Carmel

2 Juillet 1897 – Besançon

 

Ma révérende et très honorée Mère,

Paix et très humble salut en Notre-Seigneur, dont les desseins sont impénétrables, mais toujours adorables et qui vient de nous imposer, au début de notre charge, un nouveau et douloureux sacrifice, en rappelant à Lui l'âme de notre chère Soeur Virginie- Marie de la Croix, âgée de 55 ans 11 mois et de religion 30 ans et 9 mois.

Cette chère Soeur naquit le 6 août 1841, et fut baptisée le jour de la fête de saint Albert, un des martyrs dont s'honore notre saint Ordre. C'est au sein des montagnes du Doubs qu'elle vint au monde, dans une de ces familles honnêtes et chrétiennes, où elle puisa de bonne heure cet esprit de foi et de dévouement qui caractérisèrent toute sa vie. Son enfance et sa jeunesse s'écoulèrent paisibles et calmes au milieu des travaux des champs, auxquels elle se livrait avec ardeur, après avoir prodigué aux siens les soins assidus que son bon coeur ne lui permettait jamais de trouver au dessus de ses forces. La propriété de ses parents étant située à une grande distance de l'église paroissiale, elle avait fort peu de rapports avec le monde, et même au sein de sa famille, son âme, qu'un Bien infiniment meilleur que les biens d'ici-bas avait toujours captivée et charmée, s'entretenait habituellement avec son Dieu au spectacle de la belle nature qui était pour elle comme le grand livre où elle lisait ses perfections infinies.
▬▬▬▬▬▬
Travail à faire> Extrayez de la lettre sur Sœur Virginie-Marie de la Croix le passage qui s'ouvre sur les mots « Ma révérende et » et se termine par « ans et 9 mois. », en le recopiant tel quel.

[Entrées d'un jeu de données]
▬▬▬▬▬▬
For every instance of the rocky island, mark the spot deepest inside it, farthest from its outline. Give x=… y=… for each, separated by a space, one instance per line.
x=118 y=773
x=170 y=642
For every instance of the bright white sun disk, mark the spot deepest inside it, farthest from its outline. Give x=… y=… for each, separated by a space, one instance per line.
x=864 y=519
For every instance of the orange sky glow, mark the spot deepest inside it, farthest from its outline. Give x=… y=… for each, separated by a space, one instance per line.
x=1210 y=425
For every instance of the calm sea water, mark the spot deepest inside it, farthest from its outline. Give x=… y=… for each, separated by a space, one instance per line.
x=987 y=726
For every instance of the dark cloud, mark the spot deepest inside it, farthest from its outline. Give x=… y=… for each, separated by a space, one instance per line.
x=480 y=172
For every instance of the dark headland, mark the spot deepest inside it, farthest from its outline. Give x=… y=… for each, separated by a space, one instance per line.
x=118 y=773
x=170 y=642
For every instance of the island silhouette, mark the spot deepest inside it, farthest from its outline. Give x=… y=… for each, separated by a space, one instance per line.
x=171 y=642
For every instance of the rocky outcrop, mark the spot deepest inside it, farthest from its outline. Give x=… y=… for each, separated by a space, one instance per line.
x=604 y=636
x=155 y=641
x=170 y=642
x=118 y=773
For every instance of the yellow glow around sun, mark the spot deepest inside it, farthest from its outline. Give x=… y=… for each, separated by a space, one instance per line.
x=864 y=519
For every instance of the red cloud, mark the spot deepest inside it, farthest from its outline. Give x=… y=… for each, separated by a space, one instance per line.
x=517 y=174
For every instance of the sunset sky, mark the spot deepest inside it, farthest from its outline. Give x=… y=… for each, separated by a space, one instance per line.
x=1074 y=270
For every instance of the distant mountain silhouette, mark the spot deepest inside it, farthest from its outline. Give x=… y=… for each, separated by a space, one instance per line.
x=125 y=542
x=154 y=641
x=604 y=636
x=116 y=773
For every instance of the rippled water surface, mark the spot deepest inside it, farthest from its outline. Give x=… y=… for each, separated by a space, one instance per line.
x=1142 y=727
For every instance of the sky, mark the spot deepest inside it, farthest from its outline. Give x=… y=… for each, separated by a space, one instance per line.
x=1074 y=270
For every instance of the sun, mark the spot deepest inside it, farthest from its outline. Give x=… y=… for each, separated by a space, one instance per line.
▬▬▬▬▬▬
Réponse au problème>
Ma révérende et très honorée Mère,

Paix et très humble salut en Notre-Seigneur, dont les desseins sont impénétrables, mais toujours adorables et qui vient de nous imposer, au début de notre charge, un nouveau et douloureux sacrifice, en rappelant à Lui l'âme de notre chère Soeur Virginie- Marie de la Croix, âgée de 55 ans 11 mois et de religion 30 ans et 9 mois.